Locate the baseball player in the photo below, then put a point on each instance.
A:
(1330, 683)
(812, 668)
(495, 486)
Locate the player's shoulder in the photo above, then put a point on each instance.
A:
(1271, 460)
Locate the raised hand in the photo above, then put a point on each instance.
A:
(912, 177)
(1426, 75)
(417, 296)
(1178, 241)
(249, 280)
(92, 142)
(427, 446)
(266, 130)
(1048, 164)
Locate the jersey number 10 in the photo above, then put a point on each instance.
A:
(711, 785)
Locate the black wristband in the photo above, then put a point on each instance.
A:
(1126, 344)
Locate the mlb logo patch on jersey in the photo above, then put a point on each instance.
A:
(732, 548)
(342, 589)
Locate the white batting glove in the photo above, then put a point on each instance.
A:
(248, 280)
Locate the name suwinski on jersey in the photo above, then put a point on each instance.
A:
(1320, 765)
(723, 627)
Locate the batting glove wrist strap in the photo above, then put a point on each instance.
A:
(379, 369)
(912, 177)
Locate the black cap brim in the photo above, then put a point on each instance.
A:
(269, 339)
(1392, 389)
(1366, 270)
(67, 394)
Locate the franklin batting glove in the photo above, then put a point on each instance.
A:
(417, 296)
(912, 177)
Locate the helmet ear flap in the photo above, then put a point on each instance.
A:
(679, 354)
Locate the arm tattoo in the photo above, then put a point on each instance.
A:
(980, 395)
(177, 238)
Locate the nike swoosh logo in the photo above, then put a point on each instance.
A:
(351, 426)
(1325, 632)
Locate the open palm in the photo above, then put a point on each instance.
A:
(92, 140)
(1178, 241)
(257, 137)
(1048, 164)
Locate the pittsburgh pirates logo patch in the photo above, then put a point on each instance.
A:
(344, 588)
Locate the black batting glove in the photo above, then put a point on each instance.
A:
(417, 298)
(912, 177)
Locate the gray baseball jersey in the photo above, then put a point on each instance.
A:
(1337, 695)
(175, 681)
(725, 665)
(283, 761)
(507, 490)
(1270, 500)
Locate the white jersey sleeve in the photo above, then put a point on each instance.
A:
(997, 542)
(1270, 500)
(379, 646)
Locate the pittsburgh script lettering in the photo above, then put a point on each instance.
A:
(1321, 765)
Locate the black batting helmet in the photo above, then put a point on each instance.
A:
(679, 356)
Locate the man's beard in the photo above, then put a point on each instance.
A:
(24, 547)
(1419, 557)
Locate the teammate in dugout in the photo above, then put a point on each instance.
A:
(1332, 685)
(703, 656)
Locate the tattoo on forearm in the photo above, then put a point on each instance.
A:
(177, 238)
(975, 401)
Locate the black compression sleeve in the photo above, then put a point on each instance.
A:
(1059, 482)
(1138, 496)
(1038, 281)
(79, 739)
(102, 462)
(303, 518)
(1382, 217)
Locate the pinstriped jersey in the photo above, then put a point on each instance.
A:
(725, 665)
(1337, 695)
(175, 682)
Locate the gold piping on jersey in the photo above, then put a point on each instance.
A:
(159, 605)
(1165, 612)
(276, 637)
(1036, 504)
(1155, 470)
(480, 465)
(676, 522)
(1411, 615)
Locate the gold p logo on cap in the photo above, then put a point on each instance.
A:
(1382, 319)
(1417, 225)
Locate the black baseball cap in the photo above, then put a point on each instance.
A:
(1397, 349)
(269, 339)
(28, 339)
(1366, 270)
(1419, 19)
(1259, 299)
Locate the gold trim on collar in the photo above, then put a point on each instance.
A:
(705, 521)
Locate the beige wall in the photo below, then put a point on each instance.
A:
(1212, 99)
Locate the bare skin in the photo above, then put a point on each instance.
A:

——————

* [What is being asked]:
Can you copy every one of the lines above word for word, with no changes?

* [Final result]:
Locate the baseball player in the photo below, then put a point on each instance.
A:
(1330, 683)
(812, 668)
(495, 486)
Locate the player's shoulder in the photo above, then put a point on each instance.
A:
(1271, 460)
Locate the raised hand in the photo above, then put a point on each instance.
A:
(912, 177)
(1426, 75)
(417, 296)
(1178, 241)
(249, 280)
(92, 142)
(427, 446)
(266, 130)
(1048, 164)
Locate the jersey number 10 in the photo above, then put a point on each instance.
A:
(711, 785)
Locate the black wristband in the photo above, then put a point on each instance.
A:
(1126, 344)
Locate the mlb logo patch on jersey in the photo above, then put a point on each instance.
A:
(732, 548)
(342, 589)
Locate the white batting glove in the photo above, then put a point on each instance.
A:
(248, 280)
Locate the name suwinski on jersey in the photo above, then put a point on each instance.
A:
(1320, 765)
(723, 627)
Locate the batting glove wrist strap in the photo above, then put a point on each instance.
A:
(379, 369)
(912, 177)
Locate the black cap brim in the photo above, then put a point on each instance.
A:
(269, 339)
(1392, 389)
(1366, 270)
(67, 394)
Locate the franklin batting glove in the photo above, then put a point on each instance.
A:
(417, 296)
(912, 177)
Locate the helmet ear flap in the photo above, then put a point on each instance.
A:
(679, 354)
Locate the arm tattoo in the photo above, then put a point on each instance.
A:
(980, 395)
(177, 238)
Locate the nike swoosh logo in the photo above, then put a point on each instance.
A:
(351, 426)
(1325, 632)
Locate the open palm in the photo above, then put a point on each instance.
A:
(92, 140)
(1178, 241)
(257, 137)
(1048, 164)
Locate the pittsburgh pirates logo patch in the photo above, then put a point on each instance.
A:
(344, 588)
Locate the black batting glove in the photo above, then put a point on each instance.
A:
(417, 298)
(912, 177)
Locate the gray baseball jersey in the photo above, then put a point on each instance.
A:
(1337, 695)
(175, 681)
(725, 665)
(283, 761)
(507, 490)
(1270, 500)
Locate the white jersey sleeve in the photo above, then put a point on each instance.
A:
(997, 542)
(1270, 500)
(379, 646)
Locate the pittsburgh script lettering in the photo above, then put a point on each instance.
A:
(1321, 765)
Locate the black batting helmet in the photo above, then put a point on each instance.
A:
(679, 356)
Locate the man's beard in the photo above, then put a point on each instance.
A:
(24, 547)
(1419, 557)
Locate the teammate in dugout in the photo above, then put a point on each instance.
A:
(1332, 685)
(703, 656)
Locate the tattoo on forearm in the photo above, then put a point on each instance.
A:
(177, 238)
(975, 401)
Locate the black compression sleeve in the photo above, then put a point on each instance.
A:
(1059, 482)
(1138, 496)
(1038, 281)
(79, 739)
(102, 462)
(303, 518)
(1382, 217)
Locate the pinstriped jersey in the photo above, then put a point on each instance.
A:
(725, 665)
(1337, 695)
(175, 682)
Locate the gold piping on jersey in the photo above, then put a point on each instance.
A:
(159, 605)
(1165, 612)
(276, 637)
(1036, 504)
(1155, 470)
(480, 465)
(676, 522)
(1411, 615)
Locate the gold p logo on cap in the photo above, then put a point on each instance.
A:
(1382, 319)
(1417, 225)
Locate the black baseball cap in the photo above, then put a point on each instance.
A:
(1397, 349)
(269, 339)
(28, 339)
(1366, 270)
(1419, 19)
(1259, 299)
Locate the gold trim on collar in the photo above, then put a point on each instance.
A:
(705, 521)
Locate the beige wall in the photo below, then put a point on each instance.
A:
(1212, 99)
Locate the bare skin in the photo above, then put a point on each instance.
A:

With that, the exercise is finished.